* [WHAT THE TASK ASKS] In the option agreement passage below, how long must the Optionholder have held shares of Common Stock before using them to pay the Exercise Price?

* [PASSAGE]
Method of Payment. Payment of the aggregate Exercise Price shall be by any of the following, or a combination thereof, at the election of the Optionholder:
(a)
cash or check;
(b)
consideration received by the Company under a “same day sale” program implemented by the Company in connection with the Plan; or
(c)
by delivery to the Company of other shares of Common Stock of the Company; provided, however, that if the Exercise Price of Shares acquired pursuant to this Option is paid by delivery to the Company of other Common Stock acquired, directly or indirectly from the Company, the Exercise Price shall be paid only by shares of the Common Stock of the Company that have been held by the Optionholder for more than six (6) months (or such longer or shorter period of time required to avoid a charge to earnings for financial accounting purposes). The Optionholder may, subject to procedures satisfactory to the Board, satisfy such delivery requirement by presenting proof of beneficial ownership of such Common Stock.





4.
Period for Exercise. Subject to the provisions of the Plan, the Notice of Grant and this Option Agreement, the Optionholder may exercise this Option as to any vested Shares at any time prior to the earliest to occur of the following:
(a)
the Term/Expiration Date set forth in the Notice of Grant;
(b)
two (2) years following the date of the Optionholder’s termination of Continuous Service as a result of death or Disability;
(c)
the Term/Expiration Date set forth in the Notice of Grant in the case of an Optionholder who terminates Continuous Service on or after the first anniversary of the Grant Date as a result of Retirement;
(d)
three (3) months following the date of the Optionholder’s termination of Continuous Service by the Company without Cause (and other than as a result of death, Disability or Retirement) or by the Optionholder for any reason; and
(e)
the date of the Optionholder’s termination of Continuous Service by the Company for Cause.

* [DATASET CONTENT]

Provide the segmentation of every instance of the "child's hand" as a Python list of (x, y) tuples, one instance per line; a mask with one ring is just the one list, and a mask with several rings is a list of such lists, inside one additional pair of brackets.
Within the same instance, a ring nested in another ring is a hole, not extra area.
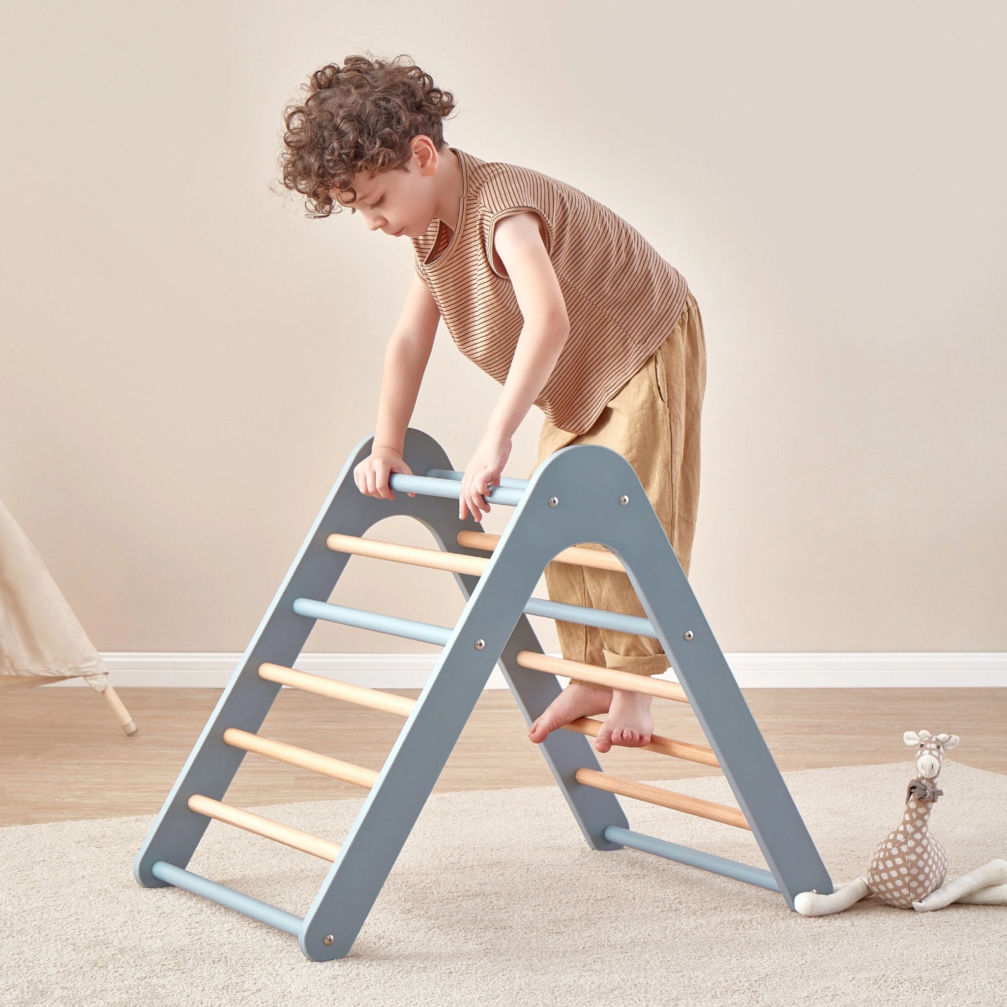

* [SOLUTION TO THE EXERCISE] More than six (6) months, or a longer or shorter period required to avoid a charge to earnings for financial accounting purposes.